Object location annotation data

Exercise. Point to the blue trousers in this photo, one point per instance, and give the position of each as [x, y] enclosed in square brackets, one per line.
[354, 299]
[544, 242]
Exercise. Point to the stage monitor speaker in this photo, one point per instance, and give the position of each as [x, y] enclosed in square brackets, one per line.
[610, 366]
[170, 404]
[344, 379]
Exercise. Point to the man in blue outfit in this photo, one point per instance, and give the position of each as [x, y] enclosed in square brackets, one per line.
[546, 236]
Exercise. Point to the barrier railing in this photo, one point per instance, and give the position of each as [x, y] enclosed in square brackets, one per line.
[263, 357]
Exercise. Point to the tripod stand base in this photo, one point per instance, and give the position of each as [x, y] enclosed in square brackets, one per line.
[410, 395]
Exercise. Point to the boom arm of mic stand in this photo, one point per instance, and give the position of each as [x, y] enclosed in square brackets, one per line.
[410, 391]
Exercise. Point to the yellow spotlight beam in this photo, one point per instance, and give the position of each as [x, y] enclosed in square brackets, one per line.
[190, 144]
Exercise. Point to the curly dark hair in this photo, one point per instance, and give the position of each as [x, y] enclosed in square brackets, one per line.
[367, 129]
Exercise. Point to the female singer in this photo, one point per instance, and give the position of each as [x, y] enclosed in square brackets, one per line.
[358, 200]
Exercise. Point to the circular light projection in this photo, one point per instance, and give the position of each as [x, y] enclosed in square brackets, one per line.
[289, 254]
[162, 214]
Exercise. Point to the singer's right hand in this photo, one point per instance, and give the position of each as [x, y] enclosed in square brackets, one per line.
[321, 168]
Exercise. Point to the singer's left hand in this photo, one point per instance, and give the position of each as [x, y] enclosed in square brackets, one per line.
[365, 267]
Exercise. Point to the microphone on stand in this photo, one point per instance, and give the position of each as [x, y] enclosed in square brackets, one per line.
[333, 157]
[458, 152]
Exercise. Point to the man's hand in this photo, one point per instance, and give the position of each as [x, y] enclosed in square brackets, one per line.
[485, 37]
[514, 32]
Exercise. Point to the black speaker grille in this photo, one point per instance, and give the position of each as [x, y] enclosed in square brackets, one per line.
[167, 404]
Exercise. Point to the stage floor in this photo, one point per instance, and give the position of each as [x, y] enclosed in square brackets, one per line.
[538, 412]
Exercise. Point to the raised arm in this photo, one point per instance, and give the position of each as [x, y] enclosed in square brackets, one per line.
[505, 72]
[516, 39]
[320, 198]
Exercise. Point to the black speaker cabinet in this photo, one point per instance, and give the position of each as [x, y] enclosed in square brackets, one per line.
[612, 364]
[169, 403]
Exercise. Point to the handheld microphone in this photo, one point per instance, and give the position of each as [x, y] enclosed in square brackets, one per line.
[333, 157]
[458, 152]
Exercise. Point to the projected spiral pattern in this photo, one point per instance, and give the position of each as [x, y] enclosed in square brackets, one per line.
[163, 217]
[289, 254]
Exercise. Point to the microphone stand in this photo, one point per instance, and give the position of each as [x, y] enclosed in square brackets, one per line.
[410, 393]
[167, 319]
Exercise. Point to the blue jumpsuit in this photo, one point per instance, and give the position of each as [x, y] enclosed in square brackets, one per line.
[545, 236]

EXERCISE DIRECTIONS: Repeat, with no changes, each line from the one with "Exercise. Point to the singer's right" to the end of the listing, including both ends and nothing else.

PROBLEM SOLUTION:
Exercise. Point to the singer's right hand in this photo, one point per instance, and give the position of each as [x, y] enclosed in square brackets, one per line.
[321, 168]
Exercise. Point to the singer's left hand in this photo, one point per instance, and give the position of each as [x, y] enclosed in square brackets, one per line.
[365, 267]
Exercise. Point to the microphone on stand in this photo, one point per instance, and give the position of each as [x, y] enclosed in square brackets, one per line.
[333, 157]
[458, 152]
Exercise. Point to the man's hand in this photo, one point per instance, and give the position of each as [x, y] enclosed in square brackets, one per line.
[485, 37]
[514, 32]
Exercise. Point to the black speaker grille in this photo, one point per instance, and give the position of each as [x, y] enclosed in square brackets, one per line.
[167, 404]
Exercise. Point to the stage floor in this photo, one point per instance, and give the position of each as [x, y] enclosed in square brackets, one per line.
[538, 412]
Exercise. Point to the raised arm in this photo, one point per instance, and give the position of each as [x, y] enclosed in square brackets, one per line.
[505, 72]
[516, 39]
[320, 198]
Exercise. Point to the black speaker cabinet in this photo, one point per instance, and give the position of each as [x, y] enclosed in square brackets, one per line.
[612, 364]
[169, 403]
Exercise. Point to the handheld microphone in this photo, one point per instance, and give the position of each as [x, y] enclosed in square brackets, one per line.
[333, 157]
[458, 152]
Exercise. Point to the projected spiral pattern in this photo, one point per instance, and give the position of each as [x, y] enclosed in square brackets, one per line.
[163, 217]
[289, 254]
Exercise. Point to the microphone stand in this photo, one point per instance, and give the position of each as [x, y] enclosed in square brackets, one per line.
[410, 393]
[167, 319]
Exercise. Point to the blue jumpsuit in this photo, one point per instance, and give the position of each as [x, y] enclosed in square brackets, one per line.
[545, 236]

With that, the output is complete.